■ SELECTED EXTRACT ■

+++

WASHINGTON -- U.S. and Italian officials were warned in July that Islamic terrorists might attempt to kill President Bush and other leaders by crashing an airliner into the Genoa summit of industrialized nations, officials said Wednesday.

Italian officials took the reports seriously enough to prompt extraordinary precautions during the July summit of the Group of 8 nations, including closing the airspace over Genoa and stationing antiaircraft guns at the city's airport.

But a U.S. official said that American counter-terrorism experts considered the warning "unsubstantiated."

In either case, the reports suggest that Western governments were aware that terrorists might one day use a hijacked airplane as a suicide weapon--as they did Sept. 11 in attacks on the World Trade Center and the Pentagon.

+++

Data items
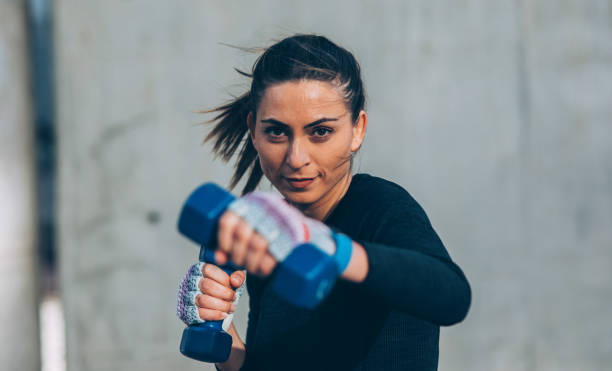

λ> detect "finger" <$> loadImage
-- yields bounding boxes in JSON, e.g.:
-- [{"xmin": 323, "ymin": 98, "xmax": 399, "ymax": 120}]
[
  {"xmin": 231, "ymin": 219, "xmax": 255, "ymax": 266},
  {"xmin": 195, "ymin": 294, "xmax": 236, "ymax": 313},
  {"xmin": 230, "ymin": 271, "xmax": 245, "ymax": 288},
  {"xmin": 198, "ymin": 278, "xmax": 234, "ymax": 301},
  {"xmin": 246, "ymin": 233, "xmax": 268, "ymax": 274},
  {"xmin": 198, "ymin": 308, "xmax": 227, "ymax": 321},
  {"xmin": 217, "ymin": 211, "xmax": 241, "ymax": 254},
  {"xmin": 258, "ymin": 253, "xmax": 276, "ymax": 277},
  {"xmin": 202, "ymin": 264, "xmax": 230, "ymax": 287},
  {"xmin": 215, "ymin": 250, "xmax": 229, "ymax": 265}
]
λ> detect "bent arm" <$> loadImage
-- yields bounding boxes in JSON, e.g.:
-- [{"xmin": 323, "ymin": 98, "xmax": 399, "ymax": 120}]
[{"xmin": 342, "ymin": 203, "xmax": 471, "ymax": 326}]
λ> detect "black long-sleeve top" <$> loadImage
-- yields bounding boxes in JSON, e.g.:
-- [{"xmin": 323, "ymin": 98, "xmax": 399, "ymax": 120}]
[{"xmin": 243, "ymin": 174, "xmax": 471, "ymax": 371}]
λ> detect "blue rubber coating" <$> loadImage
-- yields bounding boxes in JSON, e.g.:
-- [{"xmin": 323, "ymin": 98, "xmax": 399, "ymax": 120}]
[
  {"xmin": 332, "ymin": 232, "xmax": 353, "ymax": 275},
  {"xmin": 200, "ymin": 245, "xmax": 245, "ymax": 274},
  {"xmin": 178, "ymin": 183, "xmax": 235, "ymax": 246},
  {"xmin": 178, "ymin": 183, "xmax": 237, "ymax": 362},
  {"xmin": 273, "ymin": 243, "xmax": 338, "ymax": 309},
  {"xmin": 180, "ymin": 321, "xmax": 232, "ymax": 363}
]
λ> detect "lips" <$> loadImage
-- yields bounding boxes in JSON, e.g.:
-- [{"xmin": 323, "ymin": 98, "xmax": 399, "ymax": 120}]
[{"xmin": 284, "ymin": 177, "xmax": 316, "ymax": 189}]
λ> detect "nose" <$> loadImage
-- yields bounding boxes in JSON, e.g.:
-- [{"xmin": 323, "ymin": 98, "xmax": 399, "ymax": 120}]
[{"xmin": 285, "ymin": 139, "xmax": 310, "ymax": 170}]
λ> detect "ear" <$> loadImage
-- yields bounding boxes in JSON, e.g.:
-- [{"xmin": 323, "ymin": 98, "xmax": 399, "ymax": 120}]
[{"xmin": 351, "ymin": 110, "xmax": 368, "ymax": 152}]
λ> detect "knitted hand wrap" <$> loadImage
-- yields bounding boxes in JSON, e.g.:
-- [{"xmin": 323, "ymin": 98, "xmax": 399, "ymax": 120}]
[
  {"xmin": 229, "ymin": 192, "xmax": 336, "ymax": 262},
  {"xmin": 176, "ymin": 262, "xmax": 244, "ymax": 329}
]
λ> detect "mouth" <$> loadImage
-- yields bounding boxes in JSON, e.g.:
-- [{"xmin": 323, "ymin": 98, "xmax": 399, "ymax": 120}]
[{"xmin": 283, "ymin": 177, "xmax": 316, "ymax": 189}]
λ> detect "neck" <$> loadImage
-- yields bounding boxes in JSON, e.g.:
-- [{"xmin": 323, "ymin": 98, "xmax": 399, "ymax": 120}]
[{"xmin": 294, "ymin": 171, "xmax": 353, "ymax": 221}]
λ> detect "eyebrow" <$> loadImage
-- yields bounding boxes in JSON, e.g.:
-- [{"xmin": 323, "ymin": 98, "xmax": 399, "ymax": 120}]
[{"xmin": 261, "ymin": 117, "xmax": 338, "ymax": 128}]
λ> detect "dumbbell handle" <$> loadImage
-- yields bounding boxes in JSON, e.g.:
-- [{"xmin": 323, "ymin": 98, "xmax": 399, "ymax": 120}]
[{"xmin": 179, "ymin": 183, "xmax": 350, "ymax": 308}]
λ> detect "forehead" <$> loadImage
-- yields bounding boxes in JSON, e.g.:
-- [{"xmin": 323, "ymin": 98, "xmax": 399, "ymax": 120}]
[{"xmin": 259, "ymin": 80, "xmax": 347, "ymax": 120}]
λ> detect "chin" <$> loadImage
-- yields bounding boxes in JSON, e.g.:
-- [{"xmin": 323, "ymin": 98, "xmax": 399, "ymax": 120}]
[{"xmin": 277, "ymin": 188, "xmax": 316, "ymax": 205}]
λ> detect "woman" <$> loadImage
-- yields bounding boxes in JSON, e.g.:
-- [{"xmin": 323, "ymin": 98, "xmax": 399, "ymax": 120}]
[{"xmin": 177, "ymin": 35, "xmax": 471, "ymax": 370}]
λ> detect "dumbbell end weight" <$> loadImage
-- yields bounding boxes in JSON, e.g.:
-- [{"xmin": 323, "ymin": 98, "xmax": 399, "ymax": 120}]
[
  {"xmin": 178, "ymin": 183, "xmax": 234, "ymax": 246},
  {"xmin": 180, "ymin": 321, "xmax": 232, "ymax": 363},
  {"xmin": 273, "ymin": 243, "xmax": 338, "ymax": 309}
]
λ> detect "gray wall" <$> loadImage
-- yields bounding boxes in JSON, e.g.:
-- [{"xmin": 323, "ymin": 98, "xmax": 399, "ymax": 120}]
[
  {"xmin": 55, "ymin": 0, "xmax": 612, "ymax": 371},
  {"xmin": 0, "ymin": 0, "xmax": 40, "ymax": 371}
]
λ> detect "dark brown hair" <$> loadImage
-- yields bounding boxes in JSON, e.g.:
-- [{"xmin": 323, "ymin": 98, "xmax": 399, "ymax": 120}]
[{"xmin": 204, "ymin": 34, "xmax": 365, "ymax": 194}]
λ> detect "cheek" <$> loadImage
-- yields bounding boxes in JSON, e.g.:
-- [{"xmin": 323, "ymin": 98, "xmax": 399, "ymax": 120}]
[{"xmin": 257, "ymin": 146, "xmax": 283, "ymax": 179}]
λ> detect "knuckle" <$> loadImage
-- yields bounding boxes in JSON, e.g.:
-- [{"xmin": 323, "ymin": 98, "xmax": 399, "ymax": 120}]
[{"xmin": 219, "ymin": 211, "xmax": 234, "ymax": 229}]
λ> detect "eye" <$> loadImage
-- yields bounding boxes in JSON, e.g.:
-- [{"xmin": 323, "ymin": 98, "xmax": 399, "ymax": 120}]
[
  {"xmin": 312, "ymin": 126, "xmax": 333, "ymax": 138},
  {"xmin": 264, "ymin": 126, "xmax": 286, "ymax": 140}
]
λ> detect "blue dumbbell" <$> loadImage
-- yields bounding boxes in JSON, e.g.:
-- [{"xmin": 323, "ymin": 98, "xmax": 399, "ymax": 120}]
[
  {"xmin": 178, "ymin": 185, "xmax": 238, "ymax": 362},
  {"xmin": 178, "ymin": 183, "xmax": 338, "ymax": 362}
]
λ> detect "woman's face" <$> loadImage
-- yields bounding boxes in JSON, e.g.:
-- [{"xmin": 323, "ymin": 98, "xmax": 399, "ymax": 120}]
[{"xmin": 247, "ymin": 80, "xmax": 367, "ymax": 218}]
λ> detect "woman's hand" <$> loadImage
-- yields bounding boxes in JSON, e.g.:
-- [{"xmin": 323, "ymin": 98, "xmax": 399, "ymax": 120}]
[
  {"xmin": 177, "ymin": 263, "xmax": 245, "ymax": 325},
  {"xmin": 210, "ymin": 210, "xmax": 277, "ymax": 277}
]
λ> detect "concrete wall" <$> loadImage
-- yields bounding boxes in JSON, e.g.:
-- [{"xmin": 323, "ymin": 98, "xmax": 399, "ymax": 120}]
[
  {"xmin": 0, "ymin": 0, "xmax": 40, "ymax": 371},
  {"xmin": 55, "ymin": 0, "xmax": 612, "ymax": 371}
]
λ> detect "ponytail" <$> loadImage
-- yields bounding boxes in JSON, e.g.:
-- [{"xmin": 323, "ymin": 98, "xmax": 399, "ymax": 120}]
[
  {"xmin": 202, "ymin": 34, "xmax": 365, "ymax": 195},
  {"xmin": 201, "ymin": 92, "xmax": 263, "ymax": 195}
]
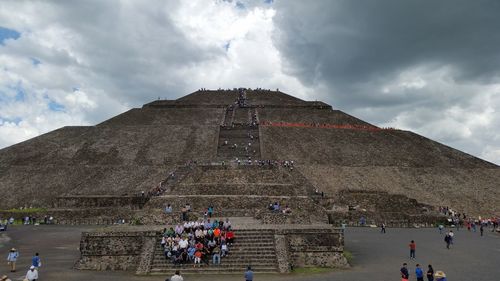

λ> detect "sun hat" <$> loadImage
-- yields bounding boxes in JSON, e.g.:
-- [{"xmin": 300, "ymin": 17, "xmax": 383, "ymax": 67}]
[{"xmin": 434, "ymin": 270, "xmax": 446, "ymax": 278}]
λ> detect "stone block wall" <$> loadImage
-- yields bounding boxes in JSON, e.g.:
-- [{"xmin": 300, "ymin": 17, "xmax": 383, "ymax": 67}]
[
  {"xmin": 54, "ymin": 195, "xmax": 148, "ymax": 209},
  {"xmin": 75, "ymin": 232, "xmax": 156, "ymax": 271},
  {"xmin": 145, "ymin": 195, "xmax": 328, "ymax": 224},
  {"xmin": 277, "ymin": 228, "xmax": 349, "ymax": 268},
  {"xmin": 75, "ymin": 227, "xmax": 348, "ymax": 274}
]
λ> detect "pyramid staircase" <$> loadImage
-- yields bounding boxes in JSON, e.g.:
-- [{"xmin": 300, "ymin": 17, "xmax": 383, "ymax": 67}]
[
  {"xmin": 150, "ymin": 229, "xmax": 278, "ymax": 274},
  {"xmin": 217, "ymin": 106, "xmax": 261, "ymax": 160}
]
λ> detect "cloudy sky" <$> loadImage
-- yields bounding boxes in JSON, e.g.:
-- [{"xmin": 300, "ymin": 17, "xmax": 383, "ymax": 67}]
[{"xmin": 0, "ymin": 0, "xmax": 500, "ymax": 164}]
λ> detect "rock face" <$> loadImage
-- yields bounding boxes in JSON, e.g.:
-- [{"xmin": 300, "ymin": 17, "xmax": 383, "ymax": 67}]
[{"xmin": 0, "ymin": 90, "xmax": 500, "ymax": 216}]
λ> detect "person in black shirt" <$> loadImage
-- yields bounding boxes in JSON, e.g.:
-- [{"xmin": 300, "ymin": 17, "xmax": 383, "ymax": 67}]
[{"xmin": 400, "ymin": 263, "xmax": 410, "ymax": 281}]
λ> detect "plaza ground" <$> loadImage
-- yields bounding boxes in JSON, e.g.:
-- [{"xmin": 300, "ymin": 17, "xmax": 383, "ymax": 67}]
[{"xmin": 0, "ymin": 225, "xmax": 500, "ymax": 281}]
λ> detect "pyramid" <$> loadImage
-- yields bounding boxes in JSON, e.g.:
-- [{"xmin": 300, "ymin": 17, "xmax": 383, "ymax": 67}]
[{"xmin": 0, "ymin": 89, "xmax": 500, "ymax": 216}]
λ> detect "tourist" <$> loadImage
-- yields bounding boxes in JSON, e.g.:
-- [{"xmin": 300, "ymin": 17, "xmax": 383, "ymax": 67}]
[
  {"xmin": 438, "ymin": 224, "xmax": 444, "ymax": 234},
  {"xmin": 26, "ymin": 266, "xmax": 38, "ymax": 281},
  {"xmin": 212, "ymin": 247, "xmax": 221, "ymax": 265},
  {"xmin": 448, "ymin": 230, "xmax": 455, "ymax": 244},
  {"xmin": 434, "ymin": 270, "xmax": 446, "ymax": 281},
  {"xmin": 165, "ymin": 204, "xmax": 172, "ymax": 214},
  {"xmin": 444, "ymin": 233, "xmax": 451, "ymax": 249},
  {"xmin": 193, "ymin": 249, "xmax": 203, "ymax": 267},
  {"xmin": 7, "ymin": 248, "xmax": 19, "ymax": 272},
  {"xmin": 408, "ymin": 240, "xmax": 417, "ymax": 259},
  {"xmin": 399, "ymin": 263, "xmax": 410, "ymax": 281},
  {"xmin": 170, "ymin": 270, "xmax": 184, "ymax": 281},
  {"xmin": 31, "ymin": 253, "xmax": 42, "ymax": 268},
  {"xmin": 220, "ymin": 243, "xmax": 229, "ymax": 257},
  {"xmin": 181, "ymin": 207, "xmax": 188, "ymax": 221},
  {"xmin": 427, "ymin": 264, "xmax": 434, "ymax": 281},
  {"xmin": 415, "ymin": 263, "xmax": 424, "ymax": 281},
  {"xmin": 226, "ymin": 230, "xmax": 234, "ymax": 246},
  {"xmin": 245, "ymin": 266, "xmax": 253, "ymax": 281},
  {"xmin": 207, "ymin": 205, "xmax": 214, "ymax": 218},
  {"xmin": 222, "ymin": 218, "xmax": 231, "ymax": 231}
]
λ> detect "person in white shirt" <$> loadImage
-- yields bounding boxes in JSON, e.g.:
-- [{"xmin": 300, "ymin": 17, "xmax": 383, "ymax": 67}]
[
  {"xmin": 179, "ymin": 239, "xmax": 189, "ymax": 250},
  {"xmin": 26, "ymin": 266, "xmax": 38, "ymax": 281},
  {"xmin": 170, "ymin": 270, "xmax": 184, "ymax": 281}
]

+++

■ WORK TO DO ■
Return the portion of the news report on the Genoa summit warning from "Italian officials took" to "the city's airport.", copied word for word. The lines above have no role in this exercise.

■ THE RESULT ■
Italian officials took the reports seriously enough to prompt extraordinary precautions during the July summit of the Group of 8 nations, including closing the airspace over Genoa and stationing antiaircraft guns at the city's airport.